Data -
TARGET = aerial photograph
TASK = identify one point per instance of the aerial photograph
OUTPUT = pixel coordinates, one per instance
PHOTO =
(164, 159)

Task -
Could you update the material above by putting "satellite image" wherever "aerial photograph" appears and rewrite its lines with nothing else changed?

Worked solution -
TARGET = satellite image
TASK = identify one point per instance of the satellite image
OUTPUT = pixel coordinates, one per instance
PHOTO =
(164, 159)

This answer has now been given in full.